Mulheres e exercícios

Um levantamento do Instituto do Câncer do Estado de São Paulo (Icesp), ligado à Secretaria de Estado da Saúde e à Faculdade de Medicina da USP, aponta que 86% das mulheres com câncer de endométrio estão acima do peso. Das pacientes com esse tipo de tumor tratadas no hospital, 57% são obesas e 30% têm sobrepeso.

Na avaliação da médica-assistente do Serviço de Ginecologia do Icesp, Cristina Anton, a conscientização é fundamental para mudar esse panorama, não apenas em relação ao câncer de endométrio. “A obesidade é um fenômeno mundial e precisamos ter uma prevenção desde a infância. São necessárias campanhas sobre alimentação saudável e pressão da sociedade sobre a indústria alimentícia”, afirma.

A médica também aborda o índice elevado de complicações pós-operatórias verificadas nas participantes do estudo do instituto. “Práticas de atividades físicas são muito importantes para prevenir os casos. As pessoas ficam muito sedentárias e o gasto energético da população deve ser maior”, completa a médica.

Segundo a coordenadora do Serviço de Reabilitação do Icesp, Christina Brito, a atividade física regular auxilia na prevenção de 13 tipos de câncer. “Os exercícios são um dos pilares do tratamento oncológico, além de tratar distúrbios do sono e de humor. Trata-se de benefícios para o corpo e a mente”, explica a fisiatra.

“Desde que recomendada pelos médicos, a atividade física melhora a composição corpórea, com benefícios metabólicos e cardiovasculares. Em geral, as contraindicações são pontuais e temporárias”, acrescenta a fisiatra Christina Brito.

Incidência

Para estimar o excesso de peso e a obesidade na população brasileira, os pesquisadores usaram dados sobre IMC no Brasil em 2002 e 2013, da Pesquisa de Orçamentos Familiares e da Pesquisa Nacional de Saúde, ambas conduzidas pelo Instituto Brasileiro de Geografia e Estatística (IBGE). A análise de dois momentos, e com 10 anos de diferença, se justifica para analisar a latência da doença a partir do excesso de peso ou obesidade.

De acordo com o IBGE, 40% da população brasileira tinham sobrepeso ou obesidade em 2002. Em 2013, o total subiu para aproximadamente 60%. Levando em conta IMC, magnitude do risco relativo, casos da doença e período de latência, os autores estimaram que, em 2012, cerca de 10 mil casos de câncer em mulheres e 5 mil registros em homens eram atribuíveis ao excesso de peso e obesidade aferidos dez anos antes.

• [ENTRADAS FORNECIDAS]:
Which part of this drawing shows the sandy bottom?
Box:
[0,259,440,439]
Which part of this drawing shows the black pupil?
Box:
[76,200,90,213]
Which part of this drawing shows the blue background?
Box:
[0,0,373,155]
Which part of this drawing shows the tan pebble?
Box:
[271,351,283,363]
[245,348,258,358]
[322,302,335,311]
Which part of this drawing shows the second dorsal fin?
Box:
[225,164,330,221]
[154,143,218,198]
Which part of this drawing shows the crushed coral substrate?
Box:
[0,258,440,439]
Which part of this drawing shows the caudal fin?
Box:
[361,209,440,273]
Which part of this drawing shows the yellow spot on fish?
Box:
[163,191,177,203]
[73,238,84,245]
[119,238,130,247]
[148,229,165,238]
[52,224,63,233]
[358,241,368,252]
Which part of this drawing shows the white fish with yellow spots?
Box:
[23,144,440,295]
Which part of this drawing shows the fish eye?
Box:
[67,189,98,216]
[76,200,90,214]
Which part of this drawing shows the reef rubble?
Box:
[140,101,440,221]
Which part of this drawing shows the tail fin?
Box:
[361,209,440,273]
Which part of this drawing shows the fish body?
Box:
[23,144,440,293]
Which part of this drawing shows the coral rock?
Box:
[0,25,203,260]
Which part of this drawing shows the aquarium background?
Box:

• [INSTRUÇÕES DA TAREFA]:
Você pode transcrever, sem nenhuma alteração, o trecho do texto sobre mulheres e exercícios que começa em "A médica também" e segue até "fisiatra Christina Brito."?

• [RESPOSTA]:
A médica também aborda o índice elevado de complicações pós-operatórias verificadas nas participantes do estudo do instituto. “Práticas de atividades físicas são muito importantes para prevenir os casos. As pessoas ficam muito sedentárias e o gasto energético da população deve ser maior”, completa a médica.

Segundo a coordenadora do Serviço de Reabilitação do Icesp, Christina Brito, a atividade física regular auxilia na prevenção de 13 tipos de câncer. “Os exercícios são um dos pilares do tratamento oncológico, além de tratar distúrbios do sono e de humor. Trata-se de benefícios para o corpo e a mente”, explica a fisiatra.

“Desde que recomendada pelos médicos, a atividade física melhora a composição corpórea, com benefícios metabólicos e cardiovasculares. Em geral, as contraindicações são pontuais e temporárias”, acrescenta a fisiatra Christina Brito.